Written task a
In the documentation text below, what example value is given for the locationcategoryid parameter?

Text
==*==

FindDataIdNCEI.get_matched_datasets()

Returns datasets that have any datatypes that contains specified keyword.

Parameter
---------
None

Returns
-------
list[dict]:
    List of datasets that have any datatypes for specified keyword



FindDataIdNCEI.get_matched_datatypes()

Returns datatypes that contains specified keyword.

Parameters
----------
None

Returns
-------
list[dict]:
    List of datatypes that contains specified keyword


FindDataIdNCEI.get_id_pairs()

Returns pairs of datasets-matched datatypes.

Parameters
----------
None

Returns
-------
dict[str: list[str]]:
    Dictionary of {matched_datasetid1: [matched_datatypeids], matched_datasetid2: [matched_datatypeids], ...}. Can be used as datasetid and datatypeid for get_data() method or other get_* method().

B. getncei.FindLocationInfoNCEI¶

Constructor¶

FindLocationInfoNCEI(token, target, locationcategoryid, [filter])

Find a location of available data by searching it based on target keyword. Matched location can be filtered using filter parameter to verify that location will contains that specified features.

Parameters
----------
token (str): 
    Token to access web services, obtained from https://www.ncdc.noaa.gov/cdo-web/token.
target (str):
    Specify the keyword to search in various available locations. Example: 'New York'.
locationcategoryid (str):
    As a category which describes the scope of target keyword. Example: 'CITY', as a suited value if 'New York' was specified in target parameter. 
filter (dict[str, str | list[str]]), optional, default = {}: 
    Filter the datasets or datatypes that will be retrieved using a Dict, which the KEYS are the 'Additional Parameters' for the API request. Accepted {KEYS:VALUES} pairs are as explained below:\n
    KEYS:\n
    'datasetid':
        VALUE (str or list[str]) -> Accepts a valid datasetid or a list of datasetids. Locations returned will match with keyword and will be supported by dataset(s) specified. Example: {'datasetid': 'GHCND', ...}.

==*==

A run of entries
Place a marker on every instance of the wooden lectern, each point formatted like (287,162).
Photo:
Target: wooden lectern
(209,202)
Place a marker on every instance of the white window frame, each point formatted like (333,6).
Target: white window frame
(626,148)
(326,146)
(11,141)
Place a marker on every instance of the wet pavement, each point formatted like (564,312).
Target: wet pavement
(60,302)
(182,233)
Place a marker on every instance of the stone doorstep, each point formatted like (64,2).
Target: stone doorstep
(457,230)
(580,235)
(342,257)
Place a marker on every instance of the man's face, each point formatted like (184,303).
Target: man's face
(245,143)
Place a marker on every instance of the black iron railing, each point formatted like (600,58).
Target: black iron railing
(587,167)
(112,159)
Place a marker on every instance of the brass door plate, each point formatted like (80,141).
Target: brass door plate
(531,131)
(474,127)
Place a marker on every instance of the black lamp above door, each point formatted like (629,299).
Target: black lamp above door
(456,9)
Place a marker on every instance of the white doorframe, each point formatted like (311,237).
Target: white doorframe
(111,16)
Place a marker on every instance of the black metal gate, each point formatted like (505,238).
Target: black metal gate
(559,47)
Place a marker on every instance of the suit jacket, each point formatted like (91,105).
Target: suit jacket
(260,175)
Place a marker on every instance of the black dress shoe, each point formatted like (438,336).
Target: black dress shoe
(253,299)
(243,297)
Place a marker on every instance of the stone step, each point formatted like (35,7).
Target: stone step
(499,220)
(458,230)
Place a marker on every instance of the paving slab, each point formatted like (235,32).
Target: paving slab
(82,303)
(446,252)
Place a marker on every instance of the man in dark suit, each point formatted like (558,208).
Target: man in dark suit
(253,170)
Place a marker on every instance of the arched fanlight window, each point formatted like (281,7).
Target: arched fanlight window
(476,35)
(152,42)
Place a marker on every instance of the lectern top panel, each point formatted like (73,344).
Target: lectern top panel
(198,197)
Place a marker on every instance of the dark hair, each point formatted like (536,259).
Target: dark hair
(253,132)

==*==

Written task b
How many lines of the entries above contain the string "gate"? Case counts. Give only the number.

Task output a
'CITY'

Task output b
2